Pull out every line of the records that contains the word "standing" and copy each one in full.

BEGIN Given data

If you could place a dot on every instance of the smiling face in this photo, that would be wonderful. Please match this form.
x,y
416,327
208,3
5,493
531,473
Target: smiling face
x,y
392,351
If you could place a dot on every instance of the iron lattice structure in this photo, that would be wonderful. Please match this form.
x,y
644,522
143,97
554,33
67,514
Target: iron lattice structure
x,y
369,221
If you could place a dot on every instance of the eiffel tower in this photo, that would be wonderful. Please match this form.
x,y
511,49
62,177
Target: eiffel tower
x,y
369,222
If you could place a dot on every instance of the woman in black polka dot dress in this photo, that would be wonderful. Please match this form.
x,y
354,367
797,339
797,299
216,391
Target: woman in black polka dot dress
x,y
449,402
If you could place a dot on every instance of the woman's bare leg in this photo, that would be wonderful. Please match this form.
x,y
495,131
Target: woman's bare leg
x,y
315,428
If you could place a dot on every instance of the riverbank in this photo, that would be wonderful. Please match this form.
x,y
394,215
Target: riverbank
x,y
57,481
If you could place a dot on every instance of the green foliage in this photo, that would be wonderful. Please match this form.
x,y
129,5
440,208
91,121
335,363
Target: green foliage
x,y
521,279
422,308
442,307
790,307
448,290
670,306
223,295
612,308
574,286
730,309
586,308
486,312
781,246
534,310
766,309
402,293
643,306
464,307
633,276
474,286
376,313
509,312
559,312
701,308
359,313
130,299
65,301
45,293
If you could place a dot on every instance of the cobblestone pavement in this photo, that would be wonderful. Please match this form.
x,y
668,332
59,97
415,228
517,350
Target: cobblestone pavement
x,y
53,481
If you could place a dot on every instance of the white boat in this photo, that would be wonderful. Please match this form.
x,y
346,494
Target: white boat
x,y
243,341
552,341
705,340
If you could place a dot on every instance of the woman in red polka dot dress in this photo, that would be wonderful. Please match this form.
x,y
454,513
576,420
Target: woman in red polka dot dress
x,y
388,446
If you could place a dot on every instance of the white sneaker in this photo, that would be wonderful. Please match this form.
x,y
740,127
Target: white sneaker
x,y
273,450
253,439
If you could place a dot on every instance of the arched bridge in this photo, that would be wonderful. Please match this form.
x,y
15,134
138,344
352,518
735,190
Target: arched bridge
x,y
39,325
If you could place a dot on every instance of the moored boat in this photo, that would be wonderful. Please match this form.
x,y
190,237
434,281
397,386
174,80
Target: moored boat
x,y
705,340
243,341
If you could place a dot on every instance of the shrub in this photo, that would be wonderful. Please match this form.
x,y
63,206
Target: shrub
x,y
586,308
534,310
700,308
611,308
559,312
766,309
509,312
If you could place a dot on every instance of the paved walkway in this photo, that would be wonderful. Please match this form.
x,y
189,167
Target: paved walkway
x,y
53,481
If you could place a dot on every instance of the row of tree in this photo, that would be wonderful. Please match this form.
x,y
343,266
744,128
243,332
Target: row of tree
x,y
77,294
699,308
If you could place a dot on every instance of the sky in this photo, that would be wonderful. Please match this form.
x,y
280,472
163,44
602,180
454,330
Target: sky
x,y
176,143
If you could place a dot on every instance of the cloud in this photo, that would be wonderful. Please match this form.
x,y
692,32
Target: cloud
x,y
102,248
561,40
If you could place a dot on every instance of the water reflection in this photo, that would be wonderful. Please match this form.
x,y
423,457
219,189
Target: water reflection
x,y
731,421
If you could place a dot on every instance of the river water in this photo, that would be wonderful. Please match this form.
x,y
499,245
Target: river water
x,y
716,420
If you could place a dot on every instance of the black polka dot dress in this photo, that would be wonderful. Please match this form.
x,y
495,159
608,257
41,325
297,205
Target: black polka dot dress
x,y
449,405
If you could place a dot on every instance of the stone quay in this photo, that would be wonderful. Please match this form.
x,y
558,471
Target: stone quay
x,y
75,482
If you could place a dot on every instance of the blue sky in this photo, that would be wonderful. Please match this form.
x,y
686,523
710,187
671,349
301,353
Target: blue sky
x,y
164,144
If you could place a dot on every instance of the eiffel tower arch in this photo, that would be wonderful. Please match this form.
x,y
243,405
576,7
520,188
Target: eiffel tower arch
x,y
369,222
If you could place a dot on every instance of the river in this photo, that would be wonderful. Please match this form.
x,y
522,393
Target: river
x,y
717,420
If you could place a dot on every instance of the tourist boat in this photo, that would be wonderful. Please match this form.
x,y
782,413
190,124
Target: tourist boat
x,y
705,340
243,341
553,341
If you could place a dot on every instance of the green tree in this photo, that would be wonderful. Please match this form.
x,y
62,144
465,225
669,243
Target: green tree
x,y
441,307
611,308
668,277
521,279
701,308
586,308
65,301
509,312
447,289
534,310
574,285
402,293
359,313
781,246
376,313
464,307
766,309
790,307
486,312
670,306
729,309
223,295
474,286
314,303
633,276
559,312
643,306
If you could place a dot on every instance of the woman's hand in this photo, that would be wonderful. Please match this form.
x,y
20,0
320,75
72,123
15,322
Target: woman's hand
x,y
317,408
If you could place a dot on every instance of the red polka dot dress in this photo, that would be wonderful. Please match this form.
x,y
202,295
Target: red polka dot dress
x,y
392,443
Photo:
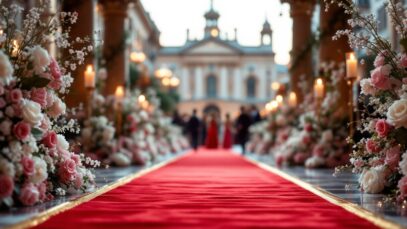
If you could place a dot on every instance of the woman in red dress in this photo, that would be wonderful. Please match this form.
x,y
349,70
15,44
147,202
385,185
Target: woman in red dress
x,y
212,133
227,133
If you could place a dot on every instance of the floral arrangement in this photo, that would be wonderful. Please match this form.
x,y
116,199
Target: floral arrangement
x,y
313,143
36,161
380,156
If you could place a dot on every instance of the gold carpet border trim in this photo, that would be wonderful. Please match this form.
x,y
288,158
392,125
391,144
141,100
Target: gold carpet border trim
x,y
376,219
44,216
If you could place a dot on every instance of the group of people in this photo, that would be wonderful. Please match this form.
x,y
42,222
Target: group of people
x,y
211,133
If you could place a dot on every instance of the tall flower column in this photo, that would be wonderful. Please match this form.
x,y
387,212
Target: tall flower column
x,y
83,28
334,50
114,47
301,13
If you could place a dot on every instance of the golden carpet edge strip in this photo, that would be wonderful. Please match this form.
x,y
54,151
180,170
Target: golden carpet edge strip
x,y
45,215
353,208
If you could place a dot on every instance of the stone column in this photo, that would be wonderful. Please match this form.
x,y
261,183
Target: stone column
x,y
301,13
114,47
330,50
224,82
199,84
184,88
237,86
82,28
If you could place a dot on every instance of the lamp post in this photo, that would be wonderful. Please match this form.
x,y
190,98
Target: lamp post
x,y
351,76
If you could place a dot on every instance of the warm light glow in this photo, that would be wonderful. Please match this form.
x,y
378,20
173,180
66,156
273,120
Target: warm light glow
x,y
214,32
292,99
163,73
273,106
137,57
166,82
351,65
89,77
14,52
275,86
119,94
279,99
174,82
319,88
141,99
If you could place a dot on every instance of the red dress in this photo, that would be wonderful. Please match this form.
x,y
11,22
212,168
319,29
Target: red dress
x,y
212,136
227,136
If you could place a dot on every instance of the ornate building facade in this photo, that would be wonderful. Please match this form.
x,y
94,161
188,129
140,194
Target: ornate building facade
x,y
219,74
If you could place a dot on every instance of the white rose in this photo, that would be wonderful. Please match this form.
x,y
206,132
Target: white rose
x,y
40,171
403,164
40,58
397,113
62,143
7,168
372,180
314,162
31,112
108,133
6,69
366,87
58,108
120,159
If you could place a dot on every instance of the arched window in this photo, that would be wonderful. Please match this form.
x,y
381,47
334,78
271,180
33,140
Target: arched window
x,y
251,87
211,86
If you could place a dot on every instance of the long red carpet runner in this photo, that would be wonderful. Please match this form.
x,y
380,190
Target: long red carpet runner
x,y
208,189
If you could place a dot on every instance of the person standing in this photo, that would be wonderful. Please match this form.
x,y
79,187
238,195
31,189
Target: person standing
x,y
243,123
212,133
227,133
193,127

END Given data
BEGIN Given data

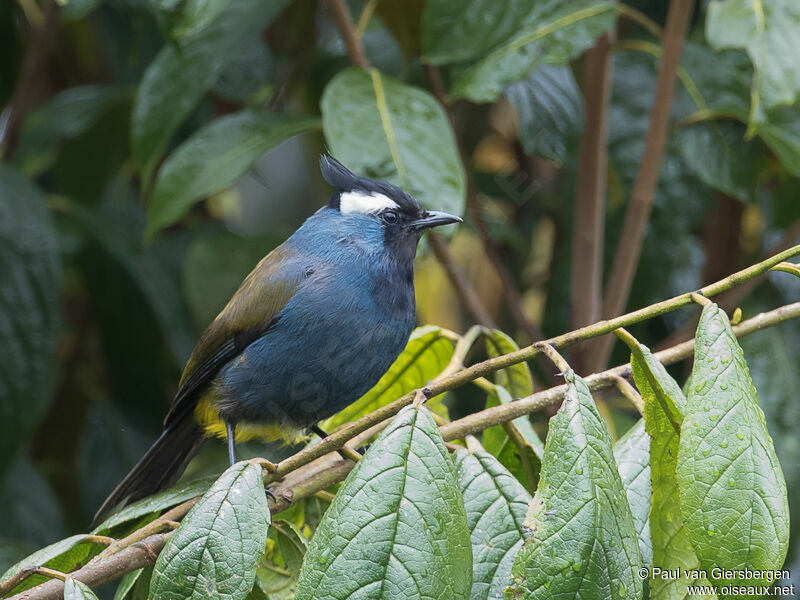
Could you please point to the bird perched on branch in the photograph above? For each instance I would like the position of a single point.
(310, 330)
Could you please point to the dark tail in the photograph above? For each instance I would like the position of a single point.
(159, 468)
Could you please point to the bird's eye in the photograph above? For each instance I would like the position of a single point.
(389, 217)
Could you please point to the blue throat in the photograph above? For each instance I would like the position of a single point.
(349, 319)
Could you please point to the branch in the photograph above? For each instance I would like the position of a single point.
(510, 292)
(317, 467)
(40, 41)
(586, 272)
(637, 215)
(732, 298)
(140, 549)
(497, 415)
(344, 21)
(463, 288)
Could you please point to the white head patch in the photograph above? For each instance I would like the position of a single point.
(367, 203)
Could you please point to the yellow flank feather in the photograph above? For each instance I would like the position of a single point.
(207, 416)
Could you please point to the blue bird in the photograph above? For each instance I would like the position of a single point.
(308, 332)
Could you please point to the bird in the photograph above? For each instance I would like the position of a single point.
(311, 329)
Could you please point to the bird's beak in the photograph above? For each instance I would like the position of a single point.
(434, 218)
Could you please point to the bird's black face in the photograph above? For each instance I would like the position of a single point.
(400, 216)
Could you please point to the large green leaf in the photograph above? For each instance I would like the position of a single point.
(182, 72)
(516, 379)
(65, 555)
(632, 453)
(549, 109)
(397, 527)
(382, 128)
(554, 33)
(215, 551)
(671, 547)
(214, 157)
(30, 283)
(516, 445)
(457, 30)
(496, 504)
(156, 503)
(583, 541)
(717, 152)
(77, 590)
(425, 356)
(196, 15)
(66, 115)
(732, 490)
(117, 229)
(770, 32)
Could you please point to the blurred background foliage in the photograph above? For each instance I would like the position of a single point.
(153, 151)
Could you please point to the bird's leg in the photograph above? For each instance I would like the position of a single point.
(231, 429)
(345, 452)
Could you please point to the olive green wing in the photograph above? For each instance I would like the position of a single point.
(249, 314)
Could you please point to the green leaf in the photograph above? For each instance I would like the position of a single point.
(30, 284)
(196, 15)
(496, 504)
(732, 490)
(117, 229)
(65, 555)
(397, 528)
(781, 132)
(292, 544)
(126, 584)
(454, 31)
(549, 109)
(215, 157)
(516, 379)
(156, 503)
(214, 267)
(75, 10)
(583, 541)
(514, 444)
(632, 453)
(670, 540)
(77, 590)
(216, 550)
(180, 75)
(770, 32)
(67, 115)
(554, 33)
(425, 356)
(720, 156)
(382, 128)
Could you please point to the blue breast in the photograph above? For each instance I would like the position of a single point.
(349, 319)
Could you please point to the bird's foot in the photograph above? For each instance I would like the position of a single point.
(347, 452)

END Given data

• **Response to this task**:
If you could place a dot on every instance of the person standing in this photo, that would be wonderful. Please match this form.
Target: person standing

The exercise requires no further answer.